[TEXT TO READ]
━━━━━━━━━━━━━━━━

Contemporary recordings have only been found on ebay since a 2-CD edition of the ‘The Health and Happiness Shows’ was last available the storied Lost Highway Records, but it’s been long out of print since Lost Highway folded a few years back.

Well kids, good times are back again!

From the press release:

On June 14, 2019, BMG will release The Complete Health & Happiness Shows for the first time on vinyl. The 49-track, three-LP set or two-CD contains the eight Health & Happiness episodes in their entirety. Included are performances of his breakout 1949 hits “Lovesick Blues,” “Wedding Blues,” “Mind Your Own Business,” and “You’re Gonna Change (Or I’m Gonna Leave),” along with such other iconic Williams tunes as “I Saw the Light,” “I’m a Long Gone Daddy,” and “I’m So Lonesome I Could Cry.” (The last song actually came out after the program was recorded in the fall of 1949 but before the show was broadcast in the spring of 1950.)

The set was produced by Cheryl Pawelski, Colin Escott and Michael Graves have produced, written notes and mastered the new set respectively, alongside the rest of the team that was responsible for the Best Historical Album for 2014, The Garden Spot Programs, 1950.

In addition to the amazing performances, this archival collection contains the earliest recorded evidence of the Nashville-era incarnation of Williams’ backing band, the Drifting Cowboys. Sessions for the Health & Happiness Show were done at Nashville’s WSM studios on two successive Sundays in October 1949. They were recorded directly to acetate, which were then duplicated onto 16-inch vinyl discs for distribution to radio stations. For The Complete Health & Happiness Shows, this material has been freshly transferred, restored and mastered from these original 16″ transcription discs.

Escott’s extensive and informative liner notes not only offer illuminating insights on Williams’ music and Health & Happiness Show performances, but he also provides a quite fascinating story about the program itself. The show’s sponsor was Hadocol, an elixir created by a Louisiana state senator named Dylan LeBlanc who aggressively touted for its curative power. While the tonic had some vitamins and minerals, its main ingredient was alcohol. To increase his product’s popularity, LeBlanc staged massive publicity campaigns. These stunts included the Hadocol Caravan, a traveling roadshow whose wildly eccentric bills included Bob Hope, Milton Berle, Jimmy Durante, and Hank Williams. The Hadacol craze imploded spectacularly in 1951 due to huge debts and federal investigations.

Thankfully one positive byproduct of Hadacol PR blitz was The Health & Happiness Show. As Escott states in his liner notes, “the audio quality of his transcriptions equaled, if not surpassed, his commercial recordings.” Williams would go on to do the transcription radio show The Garden Spot in 1950 for sponsor Naughton Farms (these were issued by Omnivore Recordings in 2014), and the Mother’s Best show for WSM in 1951.

━━━━━━━━━━━━━━━━

Raw records:

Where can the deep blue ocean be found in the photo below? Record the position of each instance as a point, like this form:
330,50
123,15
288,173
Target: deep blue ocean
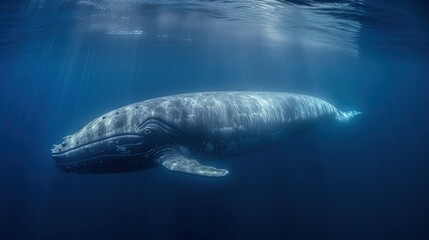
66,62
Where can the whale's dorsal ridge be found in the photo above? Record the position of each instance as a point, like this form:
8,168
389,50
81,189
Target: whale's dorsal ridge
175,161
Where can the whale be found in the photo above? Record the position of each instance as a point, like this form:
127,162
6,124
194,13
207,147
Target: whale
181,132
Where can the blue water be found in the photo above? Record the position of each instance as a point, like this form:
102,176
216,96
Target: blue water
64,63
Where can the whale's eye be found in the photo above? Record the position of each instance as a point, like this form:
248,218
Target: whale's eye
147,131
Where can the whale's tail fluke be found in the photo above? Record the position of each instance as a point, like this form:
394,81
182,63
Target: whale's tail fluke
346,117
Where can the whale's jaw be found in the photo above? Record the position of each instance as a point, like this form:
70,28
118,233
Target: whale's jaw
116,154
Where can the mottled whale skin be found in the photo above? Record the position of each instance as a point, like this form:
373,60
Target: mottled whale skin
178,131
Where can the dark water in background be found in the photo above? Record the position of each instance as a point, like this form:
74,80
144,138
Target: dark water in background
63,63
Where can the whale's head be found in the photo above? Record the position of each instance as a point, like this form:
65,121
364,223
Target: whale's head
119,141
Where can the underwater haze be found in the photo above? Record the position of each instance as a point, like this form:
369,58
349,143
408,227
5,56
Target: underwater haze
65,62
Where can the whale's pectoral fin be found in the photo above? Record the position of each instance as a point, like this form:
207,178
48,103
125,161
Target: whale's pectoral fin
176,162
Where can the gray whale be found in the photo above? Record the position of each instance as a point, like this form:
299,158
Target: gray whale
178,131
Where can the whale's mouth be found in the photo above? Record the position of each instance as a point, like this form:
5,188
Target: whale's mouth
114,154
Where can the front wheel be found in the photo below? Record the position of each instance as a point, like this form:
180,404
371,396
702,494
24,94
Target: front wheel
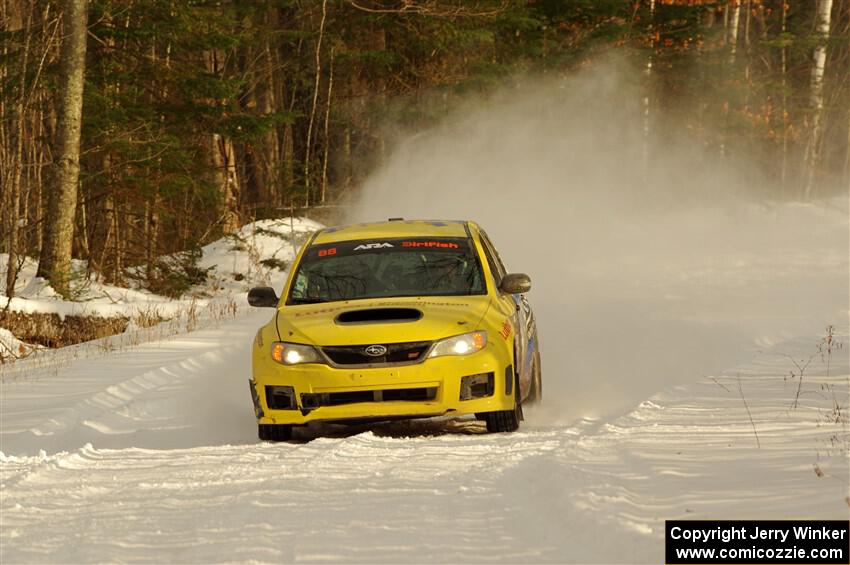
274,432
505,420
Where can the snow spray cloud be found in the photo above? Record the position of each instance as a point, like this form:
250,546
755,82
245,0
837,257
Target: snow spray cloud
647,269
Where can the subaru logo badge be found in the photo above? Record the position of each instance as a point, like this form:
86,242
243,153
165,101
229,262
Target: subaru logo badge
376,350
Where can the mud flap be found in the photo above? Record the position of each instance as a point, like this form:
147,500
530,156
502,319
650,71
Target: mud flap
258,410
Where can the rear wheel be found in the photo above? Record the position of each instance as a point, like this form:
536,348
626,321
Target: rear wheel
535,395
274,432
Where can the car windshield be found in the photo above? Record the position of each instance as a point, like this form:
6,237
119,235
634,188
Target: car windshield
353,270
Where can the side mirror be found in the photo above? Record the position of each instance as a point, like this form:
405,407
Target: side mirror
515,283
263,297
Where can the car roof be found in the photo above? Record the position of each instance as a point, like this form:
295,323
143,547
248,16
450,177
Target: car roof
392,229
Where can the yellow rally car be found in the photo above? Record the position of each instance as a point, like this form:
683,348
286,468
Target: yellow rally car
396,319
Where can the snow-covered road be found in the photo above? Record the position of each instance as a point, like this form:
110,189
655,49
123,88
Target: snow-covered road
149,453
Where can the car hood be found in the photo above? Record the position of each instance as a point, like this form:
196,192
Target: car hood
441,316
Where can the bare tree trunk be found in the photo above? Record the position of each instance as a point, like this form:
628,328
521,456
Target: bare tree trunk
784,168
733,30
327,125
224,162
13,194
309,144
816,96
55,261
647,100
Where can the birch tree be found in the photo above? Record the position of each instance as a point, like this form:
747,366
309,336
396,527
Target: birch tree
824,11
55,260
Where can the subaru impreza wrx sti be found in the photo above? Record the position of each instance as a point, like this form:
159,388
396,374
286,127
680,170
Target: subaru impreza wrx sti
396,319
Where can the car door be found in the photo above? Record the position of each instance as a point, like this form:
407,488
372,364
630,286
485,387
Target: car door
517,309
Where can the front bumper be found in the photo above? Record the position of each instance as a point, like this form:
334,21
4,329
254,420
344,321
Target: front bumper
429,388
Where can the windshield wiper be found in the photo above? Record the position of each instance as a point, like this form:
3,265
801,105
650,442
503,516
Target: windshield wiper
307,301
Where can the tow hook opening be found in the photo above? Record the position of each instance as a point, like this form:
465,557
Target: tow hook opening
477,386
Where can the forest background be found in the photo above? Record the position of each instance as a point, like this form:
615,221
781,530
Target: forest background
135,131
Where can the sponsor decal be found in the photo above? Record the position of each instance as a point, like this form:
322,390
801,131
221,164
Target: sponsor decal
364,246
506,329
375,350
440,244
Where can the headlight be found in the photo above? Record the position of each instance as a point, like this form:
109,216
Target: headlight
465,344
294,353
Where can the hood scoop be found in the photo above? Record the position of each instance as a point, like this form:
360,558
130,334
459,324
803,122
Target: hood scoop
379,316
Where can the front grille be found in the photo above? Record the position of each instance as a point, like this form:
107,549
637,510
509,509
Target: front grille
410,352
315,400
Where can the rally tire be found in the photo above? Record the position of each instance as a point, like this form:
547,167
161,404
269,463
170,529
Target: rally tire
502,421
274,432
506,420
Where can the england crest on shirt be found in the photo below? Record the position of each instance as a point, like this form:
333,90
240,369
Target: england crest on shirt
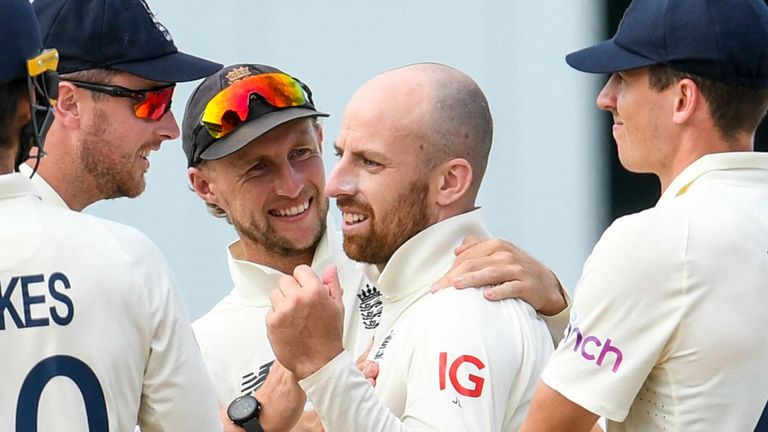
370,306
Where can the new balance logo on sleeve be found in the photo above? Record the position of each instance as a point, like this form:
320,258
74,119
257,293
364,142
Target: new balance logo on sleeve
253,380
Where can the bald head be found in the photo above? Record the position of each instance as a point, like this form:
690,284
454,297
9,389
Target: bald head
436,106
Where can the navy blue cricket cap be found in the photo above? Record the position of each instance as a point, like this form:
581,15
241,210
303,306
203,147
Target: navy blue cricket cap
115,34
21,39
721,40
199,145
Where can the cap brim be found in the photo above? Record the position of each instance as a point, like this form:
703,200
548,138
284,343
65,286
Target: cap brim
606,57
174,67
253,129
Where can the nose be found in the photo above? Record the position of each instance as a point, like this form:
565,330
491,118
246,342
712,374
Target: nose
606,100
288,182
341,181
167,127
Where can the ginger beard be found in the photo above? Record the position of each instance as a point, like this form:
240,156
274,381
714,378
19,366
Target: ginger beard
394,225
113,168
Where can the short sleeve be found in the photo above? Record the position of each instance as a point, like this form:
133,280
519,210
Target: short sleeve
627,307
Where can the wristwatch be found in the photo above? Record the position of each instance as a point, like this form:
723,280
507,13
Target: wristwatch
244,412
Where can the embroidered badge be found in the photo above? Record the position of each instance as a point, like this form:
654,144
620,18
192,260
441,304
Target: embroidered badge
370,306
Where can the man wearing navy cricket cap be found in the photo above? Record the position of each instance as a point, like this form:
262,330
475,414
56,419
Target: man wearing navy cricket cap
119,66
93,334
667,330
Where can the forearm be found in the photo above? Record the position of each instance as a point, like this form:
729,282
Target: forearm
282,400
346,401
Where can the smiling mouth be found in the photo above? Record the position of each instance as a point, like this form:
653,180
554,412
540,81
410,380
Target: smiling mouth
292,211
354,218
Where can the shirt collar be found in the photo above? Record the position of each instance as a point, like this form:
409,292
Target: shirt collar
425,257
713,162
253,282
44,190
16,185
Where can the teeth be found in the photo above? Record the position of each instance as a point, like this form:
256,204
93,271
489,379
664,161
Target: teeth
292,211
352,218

━━━━━━━━━━━━━━━━

[PROBLEMS]
a) Begin at the line in the records that has "Where can the shirt" and stop after the last line of the records. Write those lines out again, changing "shirt collar" to "neckline" and leaving everything else the same.
b) Carry the piece on the Health & Happiness Shows reissue forward from its last sentence.

[SET OF ANSWERS]
a)
Where can the neckline be found in the photo above? Record the position of each instance as a point, like this form:
409,292
Target: neckline
425,257
713,162
253,282
44,190
16,185
Where can the teeth be found in the photo above? Record the position of each instance as a point, like this form:
256,204
93,271
489,379
664,161
Target: teeth
292,211
352,218

b)
The Hadacol scandal did little to damage Hank Williams’ career. Between 1950-52, he continually topped the charts with such now-iconic tunes as “Why Don’t You Love Me,” “Cold, Cold Heart,” “Jambalaya (On the Bayou),” and “I’ll Never Get Out of This World Alive.” Released in November 1952, “World Alive,” proved to be all-too prophetic as he passed away on New Year’s Day 1953 from heart failure brought on by alcohol and drugs. He was just 29 years old. The Health & Happiness Show sessions capture Williams at a unique moment of time, when he was a rising star still hungry for success and performing at the top of his game.

Pre-order ‘The Complete Health & Happiness Recordings.”


Oct 1949 – Health & Happiness Show 1
Happy Rovin’ Cowboy (Theme)
Wedding Bells
Lovesick Blues
Old Joe Clark (featuring Jerry Rivers)
Where The Soul Of Man Never Dies (featuring Audrey Williams)
Sally Goodin’ (featuring Jerry Rivers)
Oct 1949 – Health & Happiness Show 2
Happy Rovin’ Cowboy (Theme)
You’re Gonna Change (Or I’m Gonna Leave)

(There’s A Bluebird) On Your Windowsill (featuring Audrey Williams)
A Tramp On The Street
Sally Goodin’ (featuring Jerry Rivers)
Oct 1949 – Health & Happiness Show 3
Happy Rovin’ Cowboy (Theme)
I’m A Long Gone Daddy
I’m Telling You (featuring Audrey Williams)
Bill Cheatham (featuring Jerry Rivers)

When God Comes And Gathers His Jewels
Sally Goodin – Jerry Rivers
Oct 1949 – Health & Happiness Show 4
Happy Rovin’ Cowboy (Theme)
Lost Highway
I Want To Live And Love (featuring Audrey Williams)
Bile Them Cabbage Down (featuring Jerry Rivers)
I’ll Have A New Body (I’ll Have A New Life)

Fingers On Fire (featuring Bob McNett)
Sally Goodin’ (featuring Jerry Rivers)
Oct 1949 – Health & Happiness Show 5
Happy Rovin’ Cowboy (Theme)
A Mansion On The Hill
There’ll Be No Teardrops Tonight
Wagner (featuring Jerry Rivers)
The Prodigal Son
Sally Goodin’ (featuring Jerry Rivers)

Oct 1949 – Health & Happiness Show 6
Happy Rovin’ Cowboy (Theme)
Pan American
Lovesick Blues
Arkansas Traveler (featuring Jerry Rivers)
I Saw The Light
Sally Goodin’ (featuring Jerry Rivers)
Oct 1949 – Health & Happiness Show 7
Happy Rovin’ Cowboy (Theme)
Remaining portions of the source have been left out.